**Activity**:
Reproduce the part of the machine-learning passage starting with "The bulk of" and going on through "on the computer.".

**Selected extract**:

--------

In the response-rate prediction example, the independent variables could include things like household demographics, weather data, mail-delivery days and times, economic data, marketing research data and historical details about the various mail pieces (claims, type of graphics, colors, length of copy, type font, etc.) used in the past and the resulting response rates.
The bulk of the work and most of the costs related to machine learning revolve around creating a high-quality database of independent variables with data for each variable over a substantial number of cases or over a substantial period of time. In some instances this is weeks or months but in other cases years or decades.
Once this database is assembled and cleaned, we have a dependent variable (response rate), an objective (maximize response rate) and a database of potential explanatory (independent) variables with extensive and clean historical data for each variable including past results. But, we are not yet ready to push the “go” button on the computer.
Machine learning also requires a computational strategy. Computers are dumb and thoughtless. Without a strategy, computers could easily grind away on a dataset for thousands of years without achieving anything. There are many possible models that might be employed as the machine-learning algorithm, including: regression analyses; decision trees; support vector networks; ensemble models; gradient boosting methods; neural networks; Bayesian networks and deep learning.
The computational algorithm could be one of these statistical techniques or it could be combinations of these techniques (i.e., hybrid models) or it could be completely different techniques but the human mind has to give the machine-learning system some type of strategy. There are easily more than 100 existing statistical routines or techniques that might form this computational strategy – and thousands more to be created in the future, no doubt.
Now it’s time to put the machine learning to work. The computer begins to run calculations following the assigned strategy or strategies. In each iteration the model estimates the response rate (or other outcomes), compares the predicted outcomes to actual outcomes and tweaks the model to improve its predictive accuracy. This iterative process of model improvement is continuous so that the predictive model becomes better and better over time. Figure 1 shows a simplified diagram of a machine-learning system.

--------

**Supplied material**:

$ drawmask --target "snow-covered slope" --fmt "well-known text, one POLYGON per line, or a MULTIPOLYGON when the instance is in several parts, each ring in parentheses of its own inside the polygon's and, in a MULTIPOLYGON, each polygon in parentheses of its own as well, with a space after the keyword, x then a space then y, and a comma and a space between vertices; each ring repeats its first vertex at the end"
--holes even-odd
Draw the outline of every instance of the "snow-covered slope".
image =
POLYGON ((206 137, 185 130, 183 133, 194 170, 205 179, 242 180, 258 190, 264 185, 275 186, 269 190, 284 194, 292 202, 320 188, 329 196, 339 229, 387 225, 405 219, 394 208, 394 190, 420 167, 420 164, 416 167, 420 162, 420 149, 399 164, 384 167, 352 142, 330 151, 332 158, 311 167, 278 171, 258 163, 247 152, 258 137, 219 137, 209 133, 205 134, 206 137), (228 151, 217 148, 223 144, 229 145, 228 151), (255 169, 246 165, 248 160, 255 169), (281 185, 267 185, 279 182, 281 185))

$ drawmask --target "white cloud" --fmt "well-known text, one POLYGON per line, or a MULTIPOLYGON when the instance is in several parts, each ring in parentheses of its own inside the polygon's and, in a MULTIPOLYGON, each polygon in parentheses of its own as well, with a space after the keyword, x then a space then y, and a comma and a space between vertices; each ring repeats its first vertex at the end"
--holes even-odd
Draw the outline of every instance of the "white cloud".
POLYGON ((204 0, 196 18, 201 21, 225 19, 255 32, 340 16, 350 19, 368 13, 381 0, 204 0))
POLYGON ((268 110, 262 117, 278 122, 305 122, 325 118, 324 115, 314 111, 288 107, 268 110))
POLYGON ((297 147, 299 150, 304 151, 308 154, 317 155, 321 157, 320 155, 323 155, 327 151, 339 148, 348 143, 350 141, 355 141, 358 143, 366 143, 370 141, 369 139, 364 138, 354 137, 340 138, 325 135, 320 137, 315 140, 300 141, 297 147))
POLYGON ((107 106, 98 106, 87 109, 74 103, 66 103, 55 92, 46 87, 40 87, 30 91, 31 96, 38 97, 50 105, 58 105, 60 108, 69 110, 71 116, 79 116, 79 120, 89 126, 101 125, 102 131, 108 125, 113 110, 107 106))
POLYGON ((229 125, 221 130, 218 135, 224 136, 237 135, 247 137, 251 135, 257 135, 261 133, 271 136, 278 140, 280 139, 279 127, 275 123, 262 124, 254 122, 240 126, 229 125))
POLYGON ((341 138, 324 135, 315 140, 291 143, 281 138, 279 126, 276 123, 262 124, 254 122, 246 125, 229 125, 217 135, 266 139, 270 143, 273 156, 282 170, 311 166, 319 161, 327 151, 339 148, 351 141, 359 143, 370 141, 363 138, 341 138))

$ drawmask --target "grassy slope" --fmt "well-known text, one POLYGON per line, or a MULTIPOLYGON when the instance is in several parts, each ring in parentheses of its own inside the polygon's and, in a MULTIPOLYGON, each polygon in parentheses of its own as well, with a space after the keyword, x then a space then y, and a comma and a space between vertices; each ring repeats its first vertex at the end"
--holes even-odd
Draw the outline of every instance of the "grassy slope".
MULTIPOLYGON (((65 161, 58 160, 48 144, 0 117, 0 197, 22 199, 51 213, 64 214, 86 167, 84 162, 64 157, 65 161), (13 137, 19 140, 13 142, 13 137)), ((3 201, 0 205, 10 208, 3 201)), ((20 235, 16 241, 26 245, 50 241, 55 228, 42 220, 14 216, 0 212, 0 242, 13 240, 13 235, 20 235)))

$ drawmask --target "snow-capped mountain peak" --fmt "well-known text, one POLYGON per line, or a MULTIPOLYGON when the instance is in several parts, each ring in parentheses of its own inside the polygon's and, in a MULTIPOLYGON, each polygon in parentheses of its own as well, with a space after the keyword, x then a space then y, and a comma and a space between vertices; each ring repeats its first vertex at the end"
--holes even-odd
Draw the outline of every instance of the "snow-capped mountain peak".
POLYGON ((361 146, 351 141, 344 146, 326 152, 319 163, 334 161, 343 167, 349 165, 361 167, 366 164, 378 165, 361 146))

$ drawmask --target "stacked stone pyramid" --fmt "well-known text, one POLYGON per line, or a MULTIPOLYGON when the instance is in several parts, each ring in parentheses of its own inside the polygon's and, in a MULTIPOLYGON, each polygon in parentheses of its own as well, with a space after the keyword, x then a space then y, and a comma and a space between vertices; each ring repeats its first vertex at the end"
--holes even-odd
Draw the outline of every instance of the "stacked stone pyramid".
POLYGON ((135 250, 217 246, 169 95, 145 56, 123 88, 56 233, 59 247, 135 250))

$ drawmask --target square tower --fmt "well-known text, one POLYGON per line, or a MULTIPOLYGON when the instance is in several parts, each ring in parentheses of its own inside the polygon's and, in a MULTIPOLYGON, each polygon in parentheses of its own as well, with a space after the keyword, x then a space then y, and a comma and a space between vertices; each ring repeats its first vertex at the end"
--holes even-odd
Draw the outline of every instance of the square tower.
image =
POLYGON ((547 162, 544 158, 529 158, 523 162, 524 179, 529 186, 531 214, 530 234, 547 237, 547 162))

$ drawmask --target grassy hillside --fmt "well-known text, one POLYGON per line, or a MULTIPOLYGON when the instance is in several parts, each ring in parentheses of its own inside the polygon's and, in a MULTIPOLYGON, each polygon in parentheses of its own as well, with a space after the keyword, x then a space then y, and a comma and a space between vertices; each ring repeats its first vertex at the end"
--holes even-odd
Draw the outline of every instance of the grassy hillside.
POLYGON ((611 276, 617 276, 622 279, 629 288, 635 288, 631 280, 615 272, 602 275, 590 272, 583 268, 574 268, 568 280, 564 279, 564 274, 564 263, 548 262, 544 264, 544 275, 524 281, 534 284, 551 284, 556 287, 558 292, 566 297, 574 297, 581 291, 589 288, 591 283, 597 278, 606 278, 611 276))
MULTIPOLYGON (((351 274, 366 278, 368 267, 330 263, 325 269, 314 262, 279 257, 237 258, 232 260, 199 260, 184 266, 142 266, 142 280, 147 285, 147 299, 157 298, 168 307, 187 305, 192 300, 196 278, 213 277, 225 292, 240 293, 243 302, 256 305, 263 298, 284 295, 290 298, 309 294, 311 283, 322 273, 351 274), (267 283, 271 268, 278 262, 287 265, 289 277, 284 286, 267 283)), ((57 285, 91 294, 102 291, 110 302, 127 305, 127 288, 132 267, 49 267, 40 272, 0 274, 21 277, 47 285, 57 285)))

--------

**Response area**:
The bulk of the work and most of the costs related to machine learning revolve around creating a high-quality database of independent variables with data for each variable over a substantial number of cases or over a substantial period of time. In some instances this is weeks or months but in other cases years or decades.
Once this database is assembled and cleaned, we have a dependent variable (response rate), an objective (maximize response rate) and a database of potential explanatory (independent) variables with extensive and clean historical data for each variable including past results. But, we are not yet ready to push the “go” button on the computer.